*What to work on*.
Enter every line of the records below into a Markdown table with the columns Row and Line, numbering each row and skipping blank lines. Leave the pictures out of your answer.

*Working data*.
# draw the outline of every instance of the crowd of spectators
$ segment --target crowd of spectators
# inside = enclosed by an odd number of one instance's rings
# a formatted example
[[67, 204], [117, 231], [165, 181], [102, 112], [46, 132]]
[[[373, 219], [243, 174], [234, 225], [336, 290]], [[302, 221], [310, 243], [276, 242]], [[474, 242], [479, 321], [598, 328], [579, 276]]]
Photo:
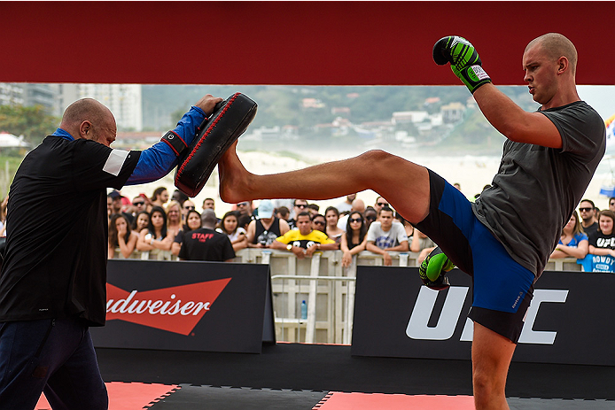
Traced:
[[[5, 202], [0, 212], [4, 212]], [[350, 266], [353, 255], [362, 251], [382, 255], [385, 266], [392, 265], [392, 251], [416, 252], [420, 263], [436, 247], [433, 241], [396, 214], [382, 197], [366, 206], [356, 194], [351, 194], [337, 206], [327, 207], [323, 213], [317, 204], [301, 198], [261, 200], [257, 207], [252, 201], [244, 201], [235, 204], [222, 219], [215, 216], [214, 198], [203, 201], [199, 213], [188, 197], [177, 190], [170, 196], [164, 187], [156, 189], [151, 197], [140, 194], [132, 201], [113, 190], [108, 195], [107, 205], [109, 258], [143, 258], [144, 252], [149, 259], [171, 255], [196, 258], [199, 252], [195, 251], [181, 251], [188, 237], [194, 239], [189, 232], [199, 234], [194, 236], [201, 241], [198, 247], [204, 247], [206, 237], [209, 244], [220, 250], [228, 251], [228, 242], [233, 252], [248, 247], [270, 248], [302, 259], [317, 251], [340, 250], [344, 267]], [[206, 228], [206, 211], [207, 220], [215, 219]], [[609, 209], [603, 211], [591, 200], [583, 199], [579, 212], [575, 211], [562, 228], [559, 244], [550, 258], [577, 259], [586, 272], [615, 272], [614, 224], [615, 197], [609, 199]], [[3, 230], [5, 228], [0, 226]], [[209, 239], [214, 236], [206, 229], [216, 234], [215, 240]], [[160, 258], [160, 252], [167, 256]], [[215, 260], [232, 259], [222, 251], [200, 254], [202, 260], [213, 260], [206, 254], [226, 258]]]

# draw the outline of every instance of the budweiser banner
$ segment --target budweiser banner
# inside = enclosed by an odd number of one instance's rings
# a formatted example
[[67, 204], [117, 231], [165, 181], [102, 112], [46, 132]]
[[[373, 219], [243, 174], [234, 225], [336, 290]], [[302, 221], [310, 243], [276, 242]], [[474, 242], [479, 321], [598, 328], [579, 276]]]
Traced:
[[260, 353], [275, 342], [268, 265], [109, 260], [97, 347]]
[[[449, 278], [438, 292], [416, 267], [358, 267], [352, 354], [470, 359], [471, 278], [458, 269]], [[613, 289], [612, 274], [545, 272], [513, 361], [615, 365]]]

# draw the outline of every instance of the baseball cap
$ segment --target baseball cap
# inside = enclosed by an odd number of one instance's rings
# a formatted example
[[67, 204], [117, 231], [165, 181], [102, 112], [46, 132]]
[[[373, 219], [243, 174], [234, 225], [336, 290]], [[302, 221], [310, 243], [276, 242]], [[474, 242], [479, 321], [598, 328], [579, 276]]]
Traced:
[[271, 218], [273, 215], [273, 202], [263, 199], [259, 204], [259, 218]]

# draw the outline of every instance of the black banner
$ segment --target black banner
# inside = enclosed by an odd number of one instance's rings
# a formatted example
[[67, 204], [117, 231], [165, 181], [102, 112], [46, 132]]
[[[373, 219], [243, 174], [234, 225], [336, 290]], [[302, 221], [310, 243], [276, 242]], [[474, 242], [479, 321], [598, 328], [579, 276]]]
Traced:
[[[358, 267], [352, 354], [470, 359], [471, 278], [422, 286], [416, 267]], [[513, 361], [615, 365], [615, 275], [545, 272], [535, 284]]]
[[96, 347], [260, 353], [275, 343], [269, 267], [109, 260]]

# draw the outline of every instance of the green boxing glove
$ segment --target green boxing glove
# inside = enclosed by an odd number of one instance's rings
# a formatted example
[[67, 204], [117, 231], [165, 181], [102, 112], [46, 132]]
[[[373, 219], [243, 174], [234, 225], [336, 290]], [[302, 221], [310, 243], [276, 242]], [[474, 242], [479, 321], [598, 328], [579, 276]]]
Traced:
[[418, 275], [429, 289], [442, 290], [450, 286], [446, 274], [454, 267], [455, 264], [437, 247], [421, 263]]
[[438, 40], [433, 45], [433, 61], [440, 66], [450, 63], [455, 75], [472, 94], [481, 85], [491, 82], [476, 49], [463, 37], [449, 35]]

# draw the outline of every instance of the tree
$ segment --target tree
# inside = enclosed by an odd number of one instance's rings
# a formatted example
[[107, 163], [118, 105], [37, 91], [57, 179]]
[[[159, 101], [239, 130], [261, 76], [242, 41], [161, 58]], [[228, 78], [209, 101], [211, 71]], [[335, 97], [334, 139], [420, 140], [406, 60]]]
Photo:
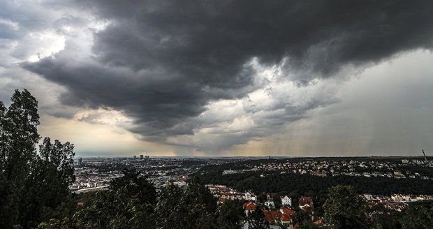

*Task result*.
| Row | Line |
|---|---|
| 1 | # draw the outline of every instance of the crowd of spectators |
| 2 | $ segment --target crowd of spectators |
| 3 | # inside = enclosed by an odd number of one instance's rings |
| 4 | # a formatted example |
| 5 | [[67, 204], [117, 231], [165, 181], [102, 112], [46, 132]] |
| 6 | [[[373, 219], [243, 174], [234, 225], [336, 290]], [[302, 221], [310, 243], [276, 242]], [[474, 242], [479, 321], [598, 328], [579, 276]]] |
| 7 | Photo: |
| 8 | Traced: |
| 9 | [[[5, 202], [0, 212], [4, 212]], [[350, 266], [353, 255], [362, 251], [382, 255], [385, 266], [392, 265], [392, 251], [416, 252], [420, 263], [436, 247], [433, 241], [396, 214], [382, 197], [366, 206], [356, 194], [351, 194], [337, 206], [327, 207], [323, 213], [317, 204], [301, 198], [261, 200], [257, 207], [252, 201], [244, 201], [235, 204], [222, 219], [215, 216], [214, 198], [203, 201], [199, 213], [188, 197], [177, 190], [170, 196], [164, 187], [156, 189], [151, 197], [140, 194], [132, 201], [113, 190], [108, 195], [107, 205], [109, 258], [143, 258], [144, 252], [149, 259], [171, 255], [196, 258], [199, 252], [195, 251], [181, 251], [188, 237], [194, 239], [189, 232], [199, 234], [194, 236], [201, 241], [198, 247], [204, 247], [206, 237], [209, 244], [220, 250], [228, 251], [228, 242], [233, 252], [248, 247], [270, 248], [302, 259], [317, 251], [340, 250], [344, 267]], [[206, 228], [206, 211], [207, 220], [215, 219]], [[609, 209], [603, 211], [591, 200], [583, 199], [579, 212], [575, 211], [562, 228], [559, 244], [550, 258], [577, 259], [586, 272], [615, 272], [614, 224], [615, 197], [609, 199]], [[3, 230], [5, 228], [0, 226]], [[209, 239], [214, 236], [206, 229], [216, 234], [215, 240]], [[160, 258], [160, 252], [167, 256]], [[215, 260], [232, 259], [222, 251], [200, 254], [202, 260], [213, 260], [206, 254], [226, 258]]] |
| 10 | # draw the outline of every instance of the budweiser banner |
| 11 | $ segment --target budweiser banner |
| 12 | # inside = enclosed by an odd number of one instance's rings |
| 13 | # a formatted example |
| 14 | [[67, 204], [117, 231], [165, 181], [102, 112], [46, 132]] |
| 15 | [[[373, 219], [243, 174], [234, 225], [336, 290]], [[302, 221], [310, 243], [276, 242]], [[474, 242], [479, 321], [598, 328], [579, 276]]] |
| 16 | Traced: |
| 17 | [[260, 353], [275, 342], [268, 265], [109, 260], [97, 347]] |
| 18 | [[[449, 278], [438, 292], [416, 267], [358, 267], [352, 354], [470, 359], [471, 278], [458, 269]], [[613, 289], [612, 274], [545, 272], [513, 361], [615, 365]]] |
| 19 | # draw the outline of every instance of the baseball cap |
| 20 | $ segment --target baseball cap |
| 21 | # inside = enclosed by an odd number of one instance's rings |
| 22 | # a formatted example |
| 23 | [[67, 204], [117, 231], [165, 181], [102, 112], [46, 132]] |
| 24 | [[[373, 219], [243, 174], [234, 225], [336, 290]], [[302, 221], [310, 243], [276, 242]], [[474, 242], [479, 321], [598, 328], [579, 276]]] |
| 25 | Traced: |
| 26 | [[271, 218], [273, 215], [273, 202], [263, 199], [259, 204], [259, 218]] |
| 27 | # draw the outline of every instance of the black banner |
| 28 | $ segment --target black banner |
| 29 | # inside = enclosed by an odd number of one instance's rings |
| 30 | # a formatted example |
| 31 | [[67, 204], [117, 231], [165, 181], [102, 112], [46, 132]] |
| 32 | [[[373, 219], [243, 174], [234, 225], [336, 290]], [[302, 221], [310, 243], [276, 242]], [[474, 242], [479, 321], [598, 328], [579, 276]]] |
| 33 | Traced: |
| 34 | [[[358, 267], [352, 354], [470, 359], [471, 278], [422, 286], [416, 267]], [[513, 361], [615, 365], [615, 275], [545, 272], [535, 284]]] |
| 35 | [[96, 347], [260, 353], [275, 343], [269, 267], [109, 260]] |
| 36 | # draw the outline of every instance of the green boxing glove |
| 37 | $ segment --target green boxing glove |
| 38 | # inside = enclosed by an odd number of one instance's rings |
| 39 | # a formatted example |
| 40 | [[67, 204], [117, 231], [165, 181], [102, 112], [46, 132]] |
| 41 | [[[373, 219], [243, 174], [234, 225], [336, 290]], [[302, 221], [310, 243], [276, 242]], [[474, 242], [479, 321], [598, 328], [579, 276]]] |
| 42 | Traced: |
| 43 | [[418, 275], [429, 289], [442, 290], [450, 286], [446, 274], [454, 267], [455, 264], [437, 247], [421, 263]] |
| 44 | [[438, 40], [433, 45], [433, 61], [440, 66], [450, 63], [455, 75], [472, 94], [481, 85], [491, 82], [476, 49], [463, 37], [449, 35]] |
| 45 | # draw the outline of every instance of the tree |
| 46 | $ segment --target tree |
| 47 | # inside = enclosed by an odd number of one instance's rings |
| 48 | # a formatted example |
| 49 | [[107, 163], [118, 105], [37, 91], [57, 179]] |
| 50 | [[[159, 101], [239, 130], [261, 76], [242, 41], [161, 58]], [[228, 78], [209, 101], [211, 71]], [[335, 97], [334, 139], [420, 140], [406, 60]]] |
| 51 | Photo: |